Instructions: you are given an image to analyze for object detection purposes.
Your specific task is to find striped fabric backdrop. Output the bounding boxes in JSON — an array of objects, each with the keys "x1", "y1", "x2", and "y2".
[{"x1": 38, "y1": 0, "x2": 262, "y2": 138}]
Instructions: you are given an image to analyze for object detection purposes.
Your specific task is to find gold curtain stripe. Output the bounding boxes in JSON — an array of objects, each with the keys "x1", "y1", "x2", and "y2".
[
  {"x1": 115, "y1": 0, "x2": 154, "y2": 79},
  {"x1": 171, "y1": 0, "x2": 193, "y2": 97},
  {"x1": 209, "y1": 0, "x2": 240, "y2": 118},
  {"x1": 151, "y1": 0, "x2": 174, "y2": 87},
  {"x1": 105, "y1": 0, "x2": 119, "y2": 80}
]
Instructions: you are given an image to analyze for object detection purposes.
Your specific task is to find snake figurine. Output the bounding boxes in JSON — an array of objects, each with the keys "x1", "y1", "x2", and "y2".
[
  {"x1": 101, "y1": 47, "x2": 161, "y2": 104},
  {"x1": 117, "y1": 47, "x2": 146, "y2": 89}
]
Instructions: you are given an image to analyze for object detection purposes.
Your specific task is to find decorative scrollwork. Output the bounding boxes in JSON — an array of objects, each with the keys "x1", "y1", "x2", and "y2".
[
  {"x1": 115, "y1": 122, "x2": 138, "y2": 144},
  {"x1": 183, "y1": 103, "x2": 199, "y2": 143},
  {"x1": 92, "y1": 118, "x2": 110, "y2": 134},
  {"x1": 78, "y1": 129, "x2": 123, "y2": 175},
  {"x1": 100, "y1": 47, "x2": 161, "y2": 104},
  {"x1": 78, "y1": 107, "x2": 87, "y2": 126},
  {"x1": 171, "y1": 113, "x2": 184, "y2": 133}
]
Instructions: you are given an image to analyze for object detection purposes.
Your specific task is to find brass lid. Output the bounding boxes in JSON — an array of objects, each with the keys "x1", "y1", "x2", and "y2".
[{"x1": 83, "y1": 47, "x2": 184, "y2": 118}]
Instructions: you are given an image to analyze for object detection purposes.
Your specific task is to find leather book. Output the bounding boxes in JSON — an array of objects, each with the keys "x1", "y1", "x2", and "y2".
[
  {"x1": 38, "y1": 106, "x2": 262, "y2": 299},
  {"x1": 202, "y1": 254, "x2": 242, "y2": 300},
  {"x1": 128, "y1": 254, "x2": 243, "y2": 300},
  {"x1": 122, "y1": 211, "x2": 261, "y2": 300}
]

WORK TO BE COMPLETED: Each line of the listing is to be output verbatim.

PROBLEM SOLUTION:
Instructions: you are given an image to analyze for object detection purposes.
Your specific task is to find striped fabric backdrop. Output the bounding boxes in JSON — an array of objects, each with the keys "x1", "y1", "x2", and "y2".
[{"x1": 38, "y1": 0, "x2": 262, "y2": 138}]
Instructions: you are given an image to analyze for object detection purposes.
Your specific task is to find gold curtain stripe. Output the bounding boxes in JSON — an array of objects, each with the keys "x1", "y1", "x2", and "y2".
[
  {"x1": 115, "y1": 0, "x2": 154, "y2": 79},
  {"x1": 171, "y1": 0, "x2": 193, "y2": 97},
  {"x1": 209, "y1": 0, "x2": 240, "y2": 118},
  {"x1": 151, "y1": 0, "x2": 174, "y2": 87},
  {"x1": 105, "y1": 0, "x2": 119, "y2": 80}
]
Instructions: you are given an image to analyze for object detection purposes.
Your specific task is to find snake figurine. Output the bounding boxes in JSON — an array of objects, each with the keys "x1", "y1", "x2", and "y2".
[
  {"x1": 101, "y1": 47, "x2": 161, "y2": 104},
  {"x1": 117, "y1": 47, "x2": 146, "y2": 89}
]
Instructions: you are given an image to analyze for object detection purposes.
Your specific task is to find decorative scrollwork. Output the bounding boxes in JSON — an array of objects, each with the keys "x1", "y1", "x2", and "y2".
[
  {"x1": 115, "y1": 122, "x2": 138, "y2": 144},
  {"x1": 183, "y1": 103, "x2": 199, "y2": 143},
  {"x1": 92, "y1": 118, "x2": 110, "y2": 134},
  {"x1": 78, "y1": 129, "x2": 123, "y2": 175},
  {"x1": 100, "y1": 47, "x2": 161, "y2": 104},
  {"x1": 78, "y1": 107, "x2": 87, "y2": 126},
  {"x1": 171, "y1": 113, "x2": 184, "y2": 133}
]
Instructions: you are given an image to analyze for object detection purposes.
Your specific task is to find brass lid. Output the bounding boxes in JSON — an array of objects, each with the keys "x1", "y1", "x2", and "y2".
[{"x1": 83, "y1": 47, "x2": 184, "y2": 118}]
Instructions: you are given an image to analyze for object detection purposes.
Your specific task is to find leather book. Output the bounding boxes in JSON — an array of objects, each with the keys "x1", "y1", "x2", and "y2".
[
  {"x1": 38, "y1": 106, "x2": 262, "y2": 299},
  {"x1": 202, "y1": 254, "x2": 242, "y2": 300},
  {"x1": 128, "y1": 254, "x2": 243, "y2": 300},
  {"x1": 122, "y1": 211, "x2": 261, "y2": 300}
]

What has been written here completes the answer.